• Latihan A: Hitung baris dalam daftar di bawah yang memuat kata "green". Tuliskan angkanya saja.

• Kolom
  • JEJAK KAUM NASIONALIS DI BANDUNG (28): Amir Sjarifudin Ikut Andil dalam Pertemuan Partindo Cabang Bandung

JEJAK KAUM NASIONALIS DI BANDUNG (28): Amir Sjarifudin Ikut Andil dalam Pertemuan Partindo Cabang Bandung

Beberapa kali polisi menghentikan pidato Amir Sjarifudin pada acara Partindo Cabang Bandung. Bahkan pidato Sukarno tak lepas dari sensor ketat kepolisian.

Hafidz Azhar

Penulis esai, sejak September 2023 pengajar di Fakultas Ilmu Seni dan Sastra Universitas Pasundan (Unpas), Bandung

Amir Sjarifudin bersama konsul Amerika, Walter Forte, dan Sukarno pada tahun 1947. (Sumber: Perpustakaan Nasional)

17 April 2022


BandungBergerak.idBandung, 12 Februari 1933, Partai Indonesia Cabang Bandung menggelar pertemuan di Gedung GRI, Cilentah. Acara ini dihadiri oleh 4.000 orang peserta termasuk dari kalangan perempuan. Seperti biasa, setiap pertemuan Partindo tak luput dihadiri utusan organisasi lain dan juga perwakilan dari berbagai pers.

• Data untuk Diolah:
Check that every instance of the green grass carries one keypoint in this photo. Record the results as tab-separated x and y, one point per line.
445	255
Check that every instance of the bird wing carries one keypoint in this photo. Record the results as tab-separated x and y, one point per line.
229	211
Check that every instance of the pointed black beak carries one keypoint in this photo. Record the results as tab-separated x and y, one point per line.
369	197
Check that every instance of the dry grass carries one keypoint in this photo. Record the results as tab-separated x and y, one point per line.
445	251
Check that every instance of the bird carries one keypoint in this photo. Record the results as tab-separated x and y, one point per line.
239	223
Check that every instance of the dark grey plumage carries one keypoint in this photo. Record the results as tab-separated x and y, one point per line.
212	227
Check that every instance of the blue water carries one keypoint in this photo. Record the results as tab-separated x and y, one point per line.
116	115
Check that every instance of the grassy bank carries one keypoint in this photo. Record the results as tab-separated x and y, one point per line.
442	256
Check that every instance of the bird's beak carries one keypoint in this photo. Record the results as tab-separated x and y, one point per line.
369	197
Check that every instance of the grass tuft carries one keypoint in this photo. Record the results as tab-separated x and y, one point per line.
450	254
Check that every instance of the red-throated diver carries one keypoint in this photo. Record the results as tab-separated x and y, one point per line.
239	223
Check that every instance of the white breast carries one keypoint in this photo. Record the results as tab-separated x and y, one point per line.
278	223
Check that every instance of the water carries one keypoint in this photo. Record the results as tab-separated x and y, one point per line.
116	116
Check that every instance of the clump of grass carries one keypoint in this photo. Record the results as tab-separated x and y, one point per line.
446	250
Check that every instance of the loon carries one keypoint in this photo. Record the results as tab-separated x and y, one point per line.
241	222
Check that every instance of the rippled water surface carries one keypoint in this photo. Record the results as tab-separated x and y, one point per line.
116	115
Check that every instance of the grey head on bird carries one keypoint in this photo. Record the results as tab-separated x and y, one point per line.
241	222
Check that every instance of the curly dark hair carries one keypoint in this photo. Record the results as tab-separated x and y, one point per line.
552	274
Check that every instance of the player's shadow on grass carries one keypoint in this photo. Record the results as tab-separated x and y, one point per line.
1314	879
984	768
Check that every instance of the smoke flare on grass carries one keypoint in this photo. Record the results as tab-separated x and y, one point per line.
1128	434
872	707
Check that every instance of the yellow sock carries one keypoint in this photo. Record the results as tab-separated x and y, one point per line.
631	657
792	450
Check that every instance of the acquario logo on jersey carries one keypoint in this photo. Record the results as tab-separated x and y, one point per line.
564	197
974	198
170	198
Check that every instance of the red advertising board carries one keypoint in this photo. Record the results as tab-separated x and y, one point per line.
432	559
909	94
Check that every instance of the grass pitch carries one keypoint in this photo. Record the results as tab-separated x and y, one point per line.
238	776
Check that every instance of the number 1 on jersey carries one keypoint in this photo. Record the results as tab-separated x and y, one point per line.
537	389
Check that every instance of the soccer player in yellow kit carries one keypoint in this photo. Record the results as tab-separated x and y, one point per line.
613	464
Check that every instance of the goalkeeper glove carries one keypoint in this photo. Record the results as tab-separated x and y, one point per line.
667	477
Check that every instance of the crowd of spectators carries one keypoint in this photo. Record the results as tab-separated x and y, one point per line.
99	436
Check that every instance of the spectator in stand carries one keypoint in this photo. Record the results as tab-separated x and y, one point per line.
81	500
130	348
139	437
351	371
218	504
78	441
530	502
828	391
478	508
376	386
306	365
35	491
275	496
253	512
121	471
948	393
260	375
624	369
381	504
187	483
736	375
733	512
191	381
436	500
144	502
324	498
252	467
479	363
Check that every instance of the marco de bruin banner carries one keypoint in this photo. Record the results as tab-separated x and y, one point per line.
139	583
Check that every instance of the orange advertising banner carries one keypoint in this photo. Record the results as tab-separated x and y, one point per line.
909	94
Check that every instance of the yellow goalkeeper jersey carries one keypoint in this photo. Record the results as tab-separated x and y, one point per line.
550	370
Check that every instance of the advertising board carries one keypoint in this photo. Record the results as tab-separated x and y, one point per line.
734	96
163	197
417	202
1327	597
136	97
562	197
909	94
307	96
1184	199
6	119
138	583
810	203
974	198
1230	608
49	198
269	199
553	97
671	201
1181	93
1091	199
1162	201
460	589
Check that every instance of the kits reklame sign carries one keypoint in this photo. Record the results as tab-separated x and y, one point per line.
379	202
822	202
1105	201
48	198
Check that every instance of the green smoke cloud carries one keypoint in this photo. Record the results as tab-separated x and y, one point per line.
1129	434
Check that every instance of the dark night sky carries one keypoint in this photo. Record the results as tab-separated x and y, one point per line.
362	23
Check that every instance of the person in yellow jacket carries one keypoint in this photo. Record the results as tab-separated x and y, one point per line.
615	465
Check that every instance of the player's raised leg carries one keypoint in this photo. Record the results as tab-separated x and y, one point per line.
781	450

• Latihan B: Salin persis bagian kutipan di atas yang dibuka dengan kata-kata "Beberapa kali polisi" dan ditutup dengan "(Sumber: Perpustakaan Nasional)".

• Hasil Tugas A: 2

• Hasil Tugas B:
Beberapa kali polisi menghentikan pidato Amir Sjarifudin pada acara Partindo Cabang Bandung. Bahkan pidato Sukarno tak lepas dari sensor ketat kepolisian.

Hafidz Azhar

Penulis esai, sejak September 2023 pengajar di Fakultas Ilmu Seni dan Sastra Universitas Pasundan (Unpas), Bandung

Amir Sjarifudin bersama konsul Amerika, Walter Forte, dan Sukarno pada tahun 1947. (Sumber: Perpustakaan Nasional)